→ What is being asked
Repeat the lines below word for word, but leave out the pictures.

(Lines taken from a collection)

******************************

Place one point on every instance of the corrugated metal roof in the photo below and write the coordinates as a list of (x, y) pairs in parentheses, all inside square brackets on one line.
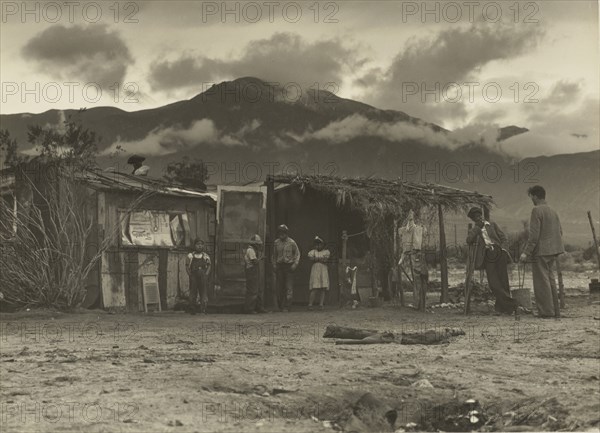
[(114, 180)]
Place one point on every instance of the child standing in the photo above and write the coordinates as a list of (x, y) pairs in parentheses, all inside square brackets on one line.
[(252, 257), (198, 268), (319, 273)]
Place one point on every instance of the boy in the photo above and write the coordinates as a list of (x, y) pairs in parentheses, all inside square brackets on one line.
[(198, 268), (252, 257)]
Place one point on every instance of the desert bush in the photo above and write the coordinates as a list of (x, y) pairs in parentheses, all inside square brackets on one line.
[(47, 226)]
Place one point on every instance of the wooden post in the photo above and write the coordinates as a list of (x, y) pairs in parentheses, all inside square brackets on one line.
[(486, 213), (372, 268), (342, 269), (594, 236), (443, 258), (399, 291), (561, 286), (270, 241)]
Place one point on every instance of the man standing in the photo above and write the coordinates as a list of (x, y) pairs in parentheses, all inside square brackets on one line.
[(286, 257), (489, 241), (544, 244), (198, 267), (252, 257)]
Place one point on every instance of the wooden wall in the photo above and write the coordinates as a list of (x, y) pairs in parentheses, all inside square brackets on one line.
[(122, 267)]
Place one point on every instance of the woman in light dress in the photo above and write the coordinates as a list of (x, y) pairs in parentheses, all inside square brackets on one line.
[(319, 273)]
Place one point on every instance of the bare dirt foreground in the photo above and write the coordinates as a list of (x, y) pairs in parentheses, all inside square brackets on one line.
[(163, 372)]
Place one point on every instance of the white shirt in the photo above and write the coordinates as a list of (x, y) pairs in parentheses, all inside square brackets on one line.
[(486, 237)]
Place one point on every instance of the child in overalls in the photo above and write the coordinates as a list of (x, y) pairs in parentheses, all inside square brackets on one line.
[(198, 267)]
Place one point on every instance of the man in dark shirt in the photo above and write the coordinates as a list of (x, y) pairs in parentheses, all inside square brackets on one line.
[(544, 244), (490, 255)]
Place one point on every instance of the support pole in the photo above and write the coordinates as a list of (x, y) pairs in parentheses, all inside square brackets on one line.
[(443, 258), (342, 270), (594, 236), (561, 286), (270, 240)]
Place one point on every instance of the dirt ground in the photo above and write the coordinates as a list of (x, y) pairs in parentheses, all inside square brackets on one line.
[(162, 372)]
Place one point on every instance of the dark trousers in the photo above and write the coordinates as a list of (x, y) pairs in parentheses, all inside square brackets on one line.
[(285, 285), (253, 291), (198, 286), (496, 263)]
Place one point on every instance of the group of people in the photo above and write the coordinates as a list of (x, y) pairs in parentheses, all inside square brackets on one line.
[(285, 260), (543, 246)]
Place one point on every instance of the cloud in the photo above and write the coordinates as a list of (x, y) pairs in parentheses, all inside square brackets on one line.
[(354, 126), (563, 92), (283, 58), (454, 55), (91, 54), (167, 140), (559, 131)]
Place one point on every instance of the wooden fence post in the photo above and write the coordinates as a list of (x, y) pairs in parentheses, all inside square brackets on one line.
[(443, 258)]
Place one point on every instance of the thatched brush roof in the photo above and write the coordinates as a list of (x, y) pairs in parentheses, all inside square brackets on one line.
[(383, 197)]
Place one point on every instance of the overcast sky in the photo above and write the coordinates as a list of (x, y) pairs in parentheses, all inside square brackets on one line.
[(444, 62)]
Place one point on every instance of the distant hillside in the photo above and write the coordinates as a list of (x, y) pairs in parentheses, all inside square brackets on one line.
[(244, 128)]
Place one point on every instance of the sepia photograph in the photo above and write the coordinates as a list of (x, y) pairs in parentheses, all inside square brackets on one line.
[(208, 208)]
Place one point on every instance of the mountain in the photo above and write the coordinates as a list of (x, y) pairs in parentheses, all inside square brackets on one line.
[(245, 128)]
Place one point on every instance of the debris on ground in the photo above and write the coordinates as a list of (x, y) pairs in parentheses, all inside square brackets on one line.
[(367, 336), (368, 414)]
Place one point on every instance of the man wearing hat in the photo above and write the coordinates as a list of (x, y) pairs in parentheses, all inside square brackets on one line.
[(252, 257), (489, 241), (286, 257)]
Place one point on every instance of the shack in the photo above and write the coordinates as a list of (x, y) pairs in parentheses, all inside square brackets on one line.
[(142, 245), (357, 218)]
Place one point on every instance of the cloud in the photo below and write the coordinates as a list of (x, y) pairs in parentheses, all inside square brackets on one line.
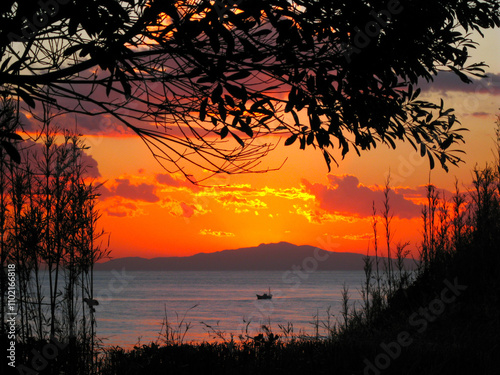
[(447, 81), (318, 216), (122, 209), (168, 180), (34, 151), (346, 196), (232, 200), (182, 209), (216, 233), (123, 188)]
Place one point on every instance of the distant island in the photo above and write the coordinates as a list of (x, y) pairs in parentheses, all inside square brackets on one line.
[(265, 257)]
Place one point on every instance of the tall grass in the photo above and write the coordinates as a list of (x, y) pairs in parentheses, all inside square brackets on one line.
[(460, 236)]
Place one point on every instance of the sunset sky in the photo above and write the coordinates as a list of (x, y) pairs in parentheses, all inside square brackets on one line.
[(149, 212)]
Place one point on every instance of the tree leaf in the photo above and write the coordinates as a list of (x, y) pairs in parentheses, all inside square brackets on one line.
[(291, 140)]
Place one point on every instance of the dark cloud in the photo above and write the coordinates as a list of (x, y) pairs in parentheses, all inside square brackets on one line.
[(346, 196), (34, 152), (447, 81), (123, 188)]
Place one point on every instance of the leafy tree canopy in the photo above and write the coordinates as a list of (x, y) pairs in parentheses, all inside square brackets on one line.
[(201, 80)]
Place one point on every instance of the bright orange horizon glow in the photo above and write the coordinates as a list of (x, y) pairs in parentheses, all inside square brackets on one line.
[(150, 213)]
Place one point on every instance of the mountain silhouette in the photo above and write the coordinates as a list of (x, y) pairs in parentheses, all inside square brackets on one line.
[(265, 257)]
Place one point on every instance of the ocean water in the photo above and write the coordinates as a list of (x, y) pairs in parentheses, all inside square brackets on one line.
[(133, 304)]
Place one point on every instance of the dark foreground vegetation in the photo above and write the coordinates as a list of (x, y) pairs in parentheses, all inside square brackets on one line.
[(443, 320)]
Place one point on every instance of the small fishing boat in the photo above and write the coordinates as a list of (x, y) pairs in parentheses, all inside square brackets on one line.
[(265, 295)]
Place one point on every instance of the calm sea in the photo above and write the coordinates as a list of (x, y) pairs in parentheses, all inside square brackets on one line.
[(133, 304)]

******************************

→ Written answer
Place one point on every instance of the corrugated metal roof in the photo below and write the coordinates as a list of (x, y) pairs in parentheses, all inside square brackets on one line.
[(114, 180)]
Place one point on every instance of the child standing in the photo above and write the coordinates as a list of (x, y) pairs in parentheses, all inside square brackets on one line.
[(252, 257), (198, 268), (319, 273)]
Place one point on every instance of the boy in the photo above and write the coordinates as a list of (x, y) pairs in parentheses, all inside square brackets on one line.
[(198, 268), (252, 257)]
Place one point on every instance of the desert bush in the photo above and write the coordinates as a list of (x, y) pairs in parentheses, all inside square brackets on one line.
[(47, 226)]
Place one point on every instance of the wooden post in the photo above and write the coordinates as a list of (x, y) pairs in parentheses, all inside square brackets on one line.
[(486, 213), (372, 268), (342, 269), (594, 236), (443, 258), (399, 291), (561, 286), (270, 241)]
Place one point on every instance of the man standing in the photo above and write the coordinates as a list of (x, y) pairs in parentheses, all inside square brackets on one line.
[(286, 257), (489, 241), (544, 244), (198, 267), (252, 257)]
Place one point on every instance of the wooden wall in the photo above and write the coordinates as a list of (x, y) pairs in parentheses, all inside square brackets on one line.
[(122, 267)]
Place one point on every instance of the woman in light dress in the photo above and write the coordinates as a list of (x, y) pairs in parentheses, all inside square brackets on one line.
[(319, 273)]
Place one point on every instance of the bare dirt foreground in the photo above and write the coordinates as a list of (x, y) pairs in parentheses, all inside square brackets on one line.
[(163, 372)]
Place one point on every instance of the white shirt in the photo above and write the coordinates as a list of (x, y) pairs in parentheses, all inside square brackets on one line.
[(486, 237)]
Place one point on every instance of the child in overalls in the photo above and write the coordinates as a list of (x, y) pairs in parentheses, all inside square brackets on one line.
[(198, 267)]
Place one point on every instance of the man in dark shirt in the photo above and write the coordinates as a list of (x, y) pairs in parentheses, all inside square brackets on one line.
[(544, 244), (490, 255)]
Place one point on every instance of the support pole in the photo above and write the coordinates as a list of (x, y) pairs in parentheses, all inside square brackets on one line.
[(443, 258), (342, 270), (594, 236), (561, 286), (270, 240)]
Place one point on every instance of the dirt ground in the photo above and write the coordinates as a list of (x, y) pairs in parentheses, all inside square brackets on one line.
[(162, 372)]
Place one point on every instance of the dark trousers in the photo above and write the coordinates as a list of (x, y) pairs in parentheses, all inside square brackets on one line.
[(285, 285), (253, 291), (198, 286), (496, 263)]
Place one point on every instance of the group of people in the photo above and write the coordinates as a list of (x, y) pairs in parentheses, all inside square brackets on one line.
[(285, 260), (543, 246)]
Place one point on every instance of the cloud in the photo above and write the coordinates as a list of (x, y) pairs in parentheses, all inside square brackets on one line.
[(354, 126), (563, 92), (283, 58), (454, 55), (91, 54), (167, 140), (559, 131)]
Place one point on every instance of the wooden fence post in the photo above and write the coordinates as a list of (x, y) pairs in parentheses, all inside square brackets on one line.
[(443, 258)]
Place one point on every instance of the thatched brush roof in the photo above and write the coordinates as a list of (x, y) pairs in parentheses, all inside square brackets on one line.
[(383, 197)]
Place one point on every instance of the overcast sky in the photo above and write the coordinates as a list of (x, y) pairs in parentheses, all inside square brackets on one line.
[(444, 62)]
Place one point on every instance of the distant hillside in the photo above and write the coordinates as a list of (x, y) pairs in parentheses, all inside square brackets on one line.
[(244, 128)]
Place one point on every instance of the sepia photograph in the photo above and write the coordinates as a list of (x, y) pairs in parentheses, all inside square brackets on one line.
[(208, 208)]
Place one point on every instance of the mountain in the photo above and write the coordinates as a list of (x, y) pairs in parentheses, all inside square brackets on one line.
[(245, 128)]
Place one point on every instance of the debris on ground in the photo above and write the coordinates as a list of (x, y) pairs in parentheses, all inside square brackets on one line.
[(367, 336), (368, 414)]
Place one point on every instance of the man wearing hat in the photo above and write the coordinates as a list of (x, y) pairs in parentheses, all inside square brackets on one line.
[(252, 257), (489, 241), (286, 257)]
Place one point on every instance of the shack in the photo above and write the coordinates as a list of (x, y) pairs in parentheses, all inside square brackets on one line.
[(142, 245), (357, 218)]
Place one point on every instance of the cloud in the photo below and write the coordinates as a list of (x, y) pairs in parentheses, all inside square brackets on one line.
[(447, 81), (318, 216), (122, 209), (168, 180), (34, 151), (346, 196), (232, 200), (182, 209), (216, 233), (123, 188)]
Place one point on every instance of the distant island in the photo above and write the coordinates as a list of (x, y) pairs in parentheses, all inside square brackets on one line.
[(265, 257)]
Place one point on every instance of the tall grass in the photo above and write the coordinates as a list of (x, y) pairs in parentheses, all inside square brackets on one line.
[(460, 236)]
Place one point on every instance of the sunset sky in the photo above and write the coordinates as a list of (x, y) pairs in parentheses, all inside square brackets on one line.
[(149, 212)]
Place one point on every instance of the tree leaf in the photo above and write the coordinates as a list of (x, y) pairs in parentheses, all inside square brackets on one line.
[(291, 140)]
Place one point on every instance of the dark cloud in the photo above and write the coordinates as a list of (x, y) pairs in parentheses, all inside square brackets on one line.
[(346, 196), (34, 152), (447, 81), (123, 188)]
Place one point on every instance of the leafy tree canopy in the photo above and write the coordinates as a list of (x, y) pairs in parentheses, all inside square brackets on one line.
[(201, 80)]
Place one point on every instance of the bright orange horizon glow in the photo above and write the coordinates as a list of (x, y) pairs in parentheses, all inside square brackets on one line.
[(150, 213)]
Place one point on every instance of the mountain silhouette in the photo above and write the coordinates as a list of (x, y) pairs in parentheses, all inside square brackets on one line.
[(265, 257)]
Place one point on every instance of the ocean water in the photo above and write the coordinates as a list of (x, y) pairs in parentheses, all inside square brackets on one line.
[(133, 304)]
Place one point on every instance of the dark foreground vegetation in the photo above and write the coordinates as a list of (x, y) pairs in parentheses, all inside square brackets on one line.
[(443, 320)]
Place one point on every instance of the small fishing boat in the photo above and write the coordinates as a list of (x, y) pairs in parentheses, all inside square brackets on one line.
[(265, 295)]
Place one point on every instance of the calm sea in the photo above and write the coordinates as a list of (x, y) pairs in parentheses, all inside square brackets on one line.
[(133, 304)]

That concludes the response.